Page text
______
WINFIELD — A Winfield police officer resigned Monday after admitting to making inappropriate Facebook posts about those protesting the death of George Floyd in Minnesota.
According to Winfield Police Chief Ron Arthur, former officer Noah Garcelon resigned after being confronted about the posts that called for violence against protesters.
“He admitted to doing it and apologized,” Arthur said. “He said he understood that what he did was wrong, and he resigned immediately.”
Garcelon admitted to writing a post on his Facebook page Saturday evening that said, “Peaceful protesting. I would start firing live rounds. Bunch of animals.” The next day he posted, “I’d see how many I could run over before my car breaks down ... get out of the way.”
Arthur described Garcelon as a man in his mid-20s who also was a member of the West Virginia National Guard. Arthur said Garcelon had never worked as a police officer before and hadn’t been to the West Virginia State Police Academy for training.
“He was hired in mid-December and was supposed to go to the academy in March, but the coronavirus pandemic pushed all that back,” the chief said. “They have some type of civil-unrest and crowd-control training there, and I wish he could have been given that training.”
Arthur says all the other officers in the Winfield Police Department have been through the academy.
“He said he is not a racist, but we have zero tolerance for this type of behavior here,” he said.
Arthur added that he felt a swift reaction from the police department was necessary because the posts don’t reflect the opinions of anyone at the police department or with the town.
“We cannot let one person tarnish the reputation of Winfield and its police department,” he said. “People that know Winfield know that it’s not like that here, and for this one person to change that perspective is not right.”
Arthur said he hopes Garcelon can become a productive member of society.
“It just will not be here at the Winfield Police Department,” he said.
______
Saved entries
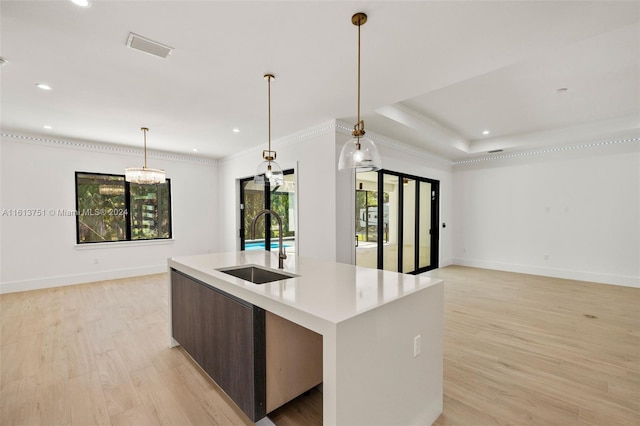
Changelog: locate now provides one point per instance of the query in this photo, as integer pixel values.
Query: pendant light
(144, 175)
(269, 169)
(360, 153)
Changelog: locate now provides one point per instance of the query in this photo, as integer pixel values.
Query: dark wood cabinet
(225, 336)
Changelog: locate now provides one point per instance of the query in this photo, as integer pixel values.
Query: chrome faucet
(281, 255)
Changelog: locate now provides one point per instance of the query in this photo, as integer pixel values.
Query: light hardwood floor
(518, 349)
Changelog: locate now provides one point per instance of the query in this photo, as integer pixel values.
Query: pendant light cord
(269, 96)
(359, 25)
(144, 130)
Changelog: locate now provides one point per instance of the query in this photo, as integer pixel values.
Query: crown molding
(107, 148)
(508, 155)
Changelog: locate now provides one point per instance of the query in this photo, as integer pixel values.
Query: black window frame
(127, 211)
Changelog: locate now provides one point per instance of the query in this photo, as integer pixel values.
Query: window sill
(121, 244)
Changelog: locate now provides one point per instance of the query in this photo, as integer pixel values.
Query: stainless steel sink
(256, 274)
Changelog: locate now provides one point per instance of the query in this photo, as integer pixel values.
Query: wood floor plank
(88, 406)
(117, 386)
(518, 350)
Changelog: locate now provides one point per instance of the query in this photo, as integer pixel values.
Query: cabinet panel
(225, 336)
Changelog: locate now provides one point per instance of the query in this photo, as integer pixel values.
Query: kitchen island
(381, 332)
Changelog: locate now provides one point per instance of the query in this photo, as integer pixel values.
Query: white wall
(569, 214)
(40, 252)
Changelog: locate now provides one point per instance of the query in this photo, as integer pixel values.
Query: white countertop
(328, 291)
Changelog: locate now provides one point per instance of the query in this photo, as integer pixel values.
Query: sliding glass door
(282, 200)
(402, 212)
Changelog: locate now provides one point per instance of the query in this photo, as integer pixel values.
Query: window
(282, 200)
(110, 209)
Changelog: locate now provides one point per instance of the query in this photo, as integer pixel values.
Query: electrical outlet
(416, 345)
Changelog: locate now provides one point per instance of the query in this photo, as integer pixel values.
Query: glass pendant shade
(361, 154)
(144, 175)
(270, 171)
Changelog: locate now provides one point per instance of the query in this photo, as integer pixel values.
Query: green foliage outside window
(110, 209)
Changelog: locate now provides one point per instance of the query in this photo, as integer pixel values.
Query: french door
(397, 221)
(281, 199)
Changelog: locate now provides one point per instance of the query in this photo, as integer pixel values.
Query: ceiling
(435, 75)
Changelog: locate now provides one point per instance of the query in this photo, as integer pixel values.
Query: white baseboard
(622, 280)
(445, 262)
(59, 281)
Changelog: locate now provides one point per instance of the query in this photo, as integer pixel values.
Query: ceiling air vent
(151, 47)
______
To do
1. In the news article, when was Garcelon hired?
2. Shorten the paragraph of the news article that begins "Arthur described Garcelon as" into a single sentence that keeps its main facts.
None of these lines are needed.

Answers for each item
1. He was hired in mid-December.

2. Arthur said Garcelon, a man in his mid-20s and a member of the West Virginia National Guard, had never worked as a police officer and had not trained at the West Virginia State Police Academy.